**Task goal:** Filter the entries down to the lines containing "instance", and copy those lines.

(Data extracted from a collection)
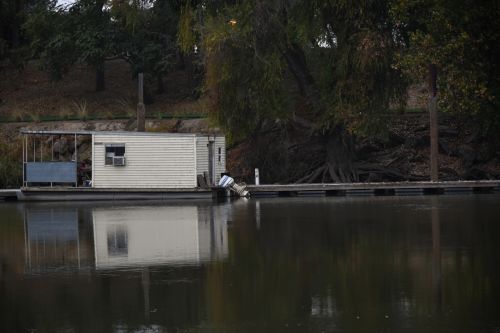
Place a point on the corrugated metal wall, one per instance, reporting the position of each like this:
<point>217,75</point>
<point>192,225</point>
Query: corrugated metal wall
<point>152,161</point>
<point>220,163</point>
<point>202,155</point>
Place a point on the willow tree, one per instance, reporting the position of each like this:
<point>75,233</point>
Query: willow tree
<point>317,69</point>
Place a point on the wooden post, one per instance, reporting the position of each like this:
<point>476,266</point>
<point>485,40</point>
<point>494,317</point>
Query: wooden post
<point>76,162</point>
<point>141,110</point>
<point>433,122</point>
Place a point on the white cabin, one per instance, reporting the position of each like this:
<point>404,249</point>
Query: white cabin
<point>132,160</point>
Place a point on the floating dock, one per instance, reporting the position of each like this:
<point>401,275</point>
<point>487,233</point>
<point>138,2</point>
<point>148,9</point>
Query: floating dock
<point>275,190</point>
<point>97,194</point>
<point>9,194</point>
<point>370,189</point>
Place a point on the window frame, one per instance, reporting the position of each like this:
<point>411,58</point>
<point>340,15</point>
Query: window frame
<point>109,156</point>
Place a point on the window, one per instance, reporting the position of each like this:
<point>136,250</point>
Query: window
<point>115,154</point>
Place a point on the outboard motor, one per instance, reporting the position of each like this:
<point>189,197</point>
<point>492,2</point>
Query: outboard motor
<point>228,182</point>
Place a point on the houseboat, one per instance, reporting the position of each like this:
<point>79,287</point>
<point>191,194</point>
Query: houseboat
<point>98,165</point>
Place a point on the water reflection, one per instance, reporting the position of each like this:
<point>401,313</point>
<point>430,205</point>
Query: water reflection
<point>145,236</point>
<point>124,237</point>
<point>314,264</point>
<point>52,240</point>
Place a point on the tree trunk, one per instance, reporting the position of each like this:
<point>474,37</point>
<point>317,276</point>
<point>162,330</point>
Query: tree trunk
<point>100,83</point>
<point>160,86</point>
<point>433,122</point>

**Output:**
Place a point on the corrugated metal wall, one per instance, reporting the position of each like this:
Place a point on the willow tree, one per instance, reporting the position of each like this:
Place a point on the wooden post, one per instance, reporting the position of each like this:
Place a point on the white cabin, one per instance, reporting the position of each like this:
Place a point on the floating dock, one per instance, reporting the position of each like this:
Place a point on the window frame, one per instance, reporting the position of each like this:
Place a point on the window, one per instance, reporting the position of each like this:
Place a point on the outboard motor, one per instance, reporting the position of each like this:
Place a point on the houseboat, one per instance, reporting the position of each like this:
Place a point on the water reflection, one per instance, reporting the position of each like this:
Place a point on the tree trunk, one per instance, reporting the position of each like this:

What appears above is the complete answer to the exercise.